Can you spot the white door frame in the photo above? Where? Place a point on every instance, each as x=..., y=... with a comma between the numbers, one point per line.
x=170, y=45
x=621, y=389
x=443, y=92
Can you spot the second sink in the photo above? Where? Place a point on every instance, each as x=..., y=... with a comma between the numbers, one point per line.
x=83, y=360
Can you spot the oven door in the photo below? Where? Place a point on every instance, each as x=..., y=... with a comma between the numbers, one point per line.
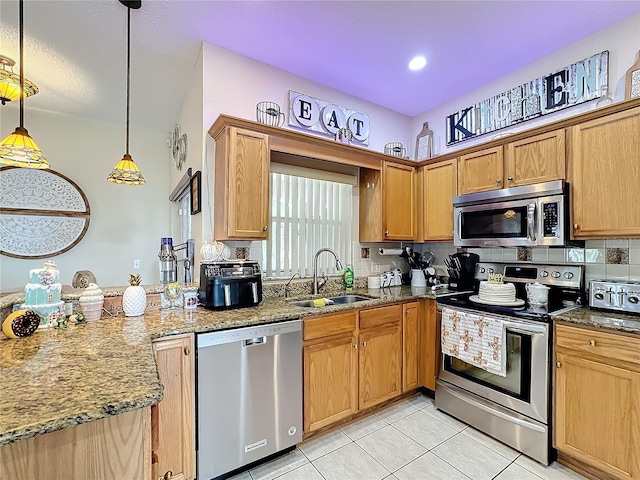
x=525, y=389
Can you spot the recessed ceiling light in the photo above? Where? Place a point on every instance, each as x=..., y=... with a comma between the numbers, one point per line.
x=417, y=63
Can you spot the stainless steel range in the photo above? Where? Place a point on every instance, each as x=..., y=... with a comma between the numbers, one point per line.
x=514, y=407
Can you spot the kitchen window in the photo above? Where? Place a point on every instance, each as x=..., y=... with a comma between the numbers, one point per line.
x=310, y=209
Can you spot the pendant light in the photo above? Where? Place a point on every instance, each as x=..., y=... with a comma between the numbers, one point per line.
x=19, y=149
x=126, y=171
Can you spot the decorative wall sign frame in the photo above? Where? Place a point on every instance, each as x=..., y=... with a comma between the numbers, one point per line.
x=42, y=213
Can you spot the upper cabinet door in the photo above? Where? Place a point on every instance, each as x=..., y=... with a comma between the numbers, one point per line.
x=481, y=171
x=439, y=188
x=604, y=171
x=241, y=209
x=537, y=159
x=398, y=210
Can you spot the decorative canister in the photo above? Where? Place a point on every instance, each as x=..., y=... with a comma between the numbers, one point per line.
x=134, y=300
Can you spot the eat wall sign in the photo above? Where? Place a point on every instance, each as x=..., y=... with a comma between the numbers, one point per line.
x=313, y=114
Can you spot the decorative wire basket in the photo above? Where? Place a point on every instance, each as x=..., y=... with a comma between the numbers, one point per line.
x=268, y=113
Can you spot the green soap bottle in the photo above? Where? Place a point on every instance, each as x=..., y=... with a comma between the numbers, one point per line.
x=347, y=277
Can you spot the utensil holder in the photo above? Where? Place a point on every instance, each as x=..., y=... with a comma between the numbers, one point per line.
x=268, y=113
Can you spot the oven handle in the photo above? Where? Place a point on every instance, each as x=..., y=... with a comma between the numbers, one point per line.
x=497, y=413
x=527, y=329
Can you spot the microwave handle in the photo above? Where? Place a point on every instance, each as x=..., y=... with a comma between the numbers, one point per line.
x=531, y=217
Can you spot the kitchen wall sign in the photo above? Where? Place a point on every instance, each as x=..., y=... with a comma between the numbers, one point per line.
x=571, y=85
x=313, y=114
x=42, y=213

• • •

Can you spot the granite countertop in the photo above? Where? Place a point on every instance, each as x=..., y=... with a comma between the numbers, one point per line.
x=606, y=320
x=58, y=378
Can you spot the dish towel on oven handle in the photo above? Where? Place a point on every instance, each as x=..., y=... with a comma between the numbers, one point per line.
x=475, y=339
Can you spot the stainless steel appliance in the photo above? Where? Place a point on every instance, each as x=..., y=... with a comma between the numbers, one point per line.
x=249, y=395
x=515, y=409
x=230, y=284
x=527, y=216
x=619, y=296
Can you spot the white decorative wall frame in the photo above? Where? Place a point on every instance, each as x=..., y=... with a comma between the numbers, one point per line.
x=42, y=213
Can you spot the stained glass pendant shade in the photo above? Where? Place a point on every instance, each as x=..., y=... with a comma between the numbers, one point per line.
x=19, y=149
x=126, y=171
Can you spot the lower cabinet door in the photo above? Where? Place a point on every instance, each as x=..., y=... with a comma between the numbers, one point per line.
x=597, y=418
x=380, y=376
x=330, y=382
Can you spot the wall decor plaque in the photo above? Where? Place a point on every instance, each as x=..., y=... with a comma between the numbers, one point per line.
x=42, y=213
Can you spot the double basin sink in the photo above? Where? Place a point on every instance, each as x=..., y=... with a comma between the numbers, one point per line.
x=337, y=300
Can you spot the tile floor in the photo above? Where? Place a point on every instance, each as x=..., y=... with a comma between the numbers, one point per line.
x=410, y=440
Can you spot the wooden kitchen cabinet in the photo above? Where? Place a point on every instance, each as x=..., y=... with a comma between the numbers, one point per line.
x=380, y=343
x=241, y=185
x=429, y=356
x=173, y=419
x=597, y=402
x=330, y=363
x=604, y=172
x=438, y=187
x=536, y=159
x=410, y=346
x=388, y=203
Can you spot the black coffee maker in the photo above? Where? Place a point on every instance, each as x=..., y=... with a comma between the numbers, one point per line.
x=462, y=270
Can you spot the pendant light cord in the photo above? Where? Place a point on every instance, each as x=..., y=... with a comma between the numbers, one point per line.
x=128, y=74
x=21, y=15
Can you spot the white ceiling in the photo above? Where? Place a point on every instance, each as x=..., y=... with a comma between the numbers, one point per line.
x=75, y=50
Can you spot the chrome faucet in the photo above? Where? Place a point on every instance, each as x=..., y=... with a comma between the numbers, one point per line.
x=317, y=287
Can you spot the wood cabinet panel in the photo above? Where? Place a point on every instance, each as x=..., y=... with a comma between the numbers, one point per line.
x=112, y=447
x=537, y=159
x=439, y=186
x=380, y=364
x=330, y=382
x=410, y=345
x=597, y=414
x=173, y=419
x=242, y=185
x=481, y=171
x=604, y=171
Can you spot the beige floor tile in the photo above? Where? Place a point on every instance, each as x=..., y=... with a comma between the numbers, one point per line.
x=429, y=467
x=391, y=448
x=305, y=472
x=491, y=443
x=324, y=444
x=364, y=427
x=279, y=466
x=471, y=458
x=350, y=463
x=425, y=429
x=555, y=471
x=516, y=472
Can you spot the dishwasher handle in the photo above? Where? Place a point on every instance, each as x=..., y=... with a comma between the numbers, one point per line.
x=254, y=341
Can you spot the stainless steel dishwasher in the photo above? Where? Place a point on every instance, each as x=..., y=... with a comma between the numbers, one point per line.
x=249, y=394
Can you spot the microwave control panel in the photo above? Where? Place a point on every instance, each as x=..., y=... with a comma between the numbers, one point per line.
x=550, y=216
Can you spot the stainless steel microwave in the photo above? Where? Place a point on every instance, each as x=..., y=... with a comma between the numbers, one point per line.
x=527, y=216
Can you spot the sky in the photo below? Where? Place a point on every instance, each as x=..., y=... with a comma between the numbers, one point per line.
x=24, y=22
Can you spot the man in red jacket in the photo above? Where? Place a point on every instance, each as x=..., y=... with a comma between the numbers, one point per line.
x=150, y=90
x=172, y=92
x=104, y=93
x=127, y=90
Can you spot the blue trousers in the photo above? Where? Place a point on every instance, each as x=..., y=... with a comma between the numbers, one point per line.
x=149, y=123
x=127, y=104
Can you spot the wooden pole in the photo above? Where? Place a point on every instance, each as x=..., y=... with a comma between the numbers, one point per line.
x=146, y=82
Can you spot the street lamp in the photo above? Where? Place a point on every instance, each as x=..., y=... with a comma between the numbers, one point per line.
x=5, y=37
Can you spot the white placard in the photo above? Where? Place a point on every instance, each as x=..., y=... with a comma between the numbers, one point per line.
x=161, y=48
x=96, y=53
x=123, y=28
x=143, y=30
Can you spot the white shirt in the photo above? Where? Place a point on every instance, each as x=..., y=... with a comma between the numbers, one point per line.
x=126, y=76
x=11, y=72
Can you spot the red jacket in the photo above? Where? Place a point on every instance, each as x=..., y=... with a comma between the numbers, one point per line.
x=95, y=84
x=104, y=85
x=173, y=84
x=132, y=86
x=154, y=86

• • •

→ STATED GOAL
Shift every coordinate in the answers by adding 26, rewriting the records from the line that contains "Can you spot the beige" through the line that contains "x=516, y=472", both ends included, and leave the request text unchanged. Give only those lines.

→ OUTPUT OF THE EXERCISE
Can you spot the beige floor tile in the photo above? Where? Place a point on every instance, each as x=..., y=... with a comma between the numbers, one point per line.
x=455, y=493
x=417, y=474
x=331, y=498
x=517, y=469
x=350, y=470
x=390, y=453
x=305, y=492
x=497, y=484
x=376, y=489
x=451, y=455
x=581, y=497
x=542, y=498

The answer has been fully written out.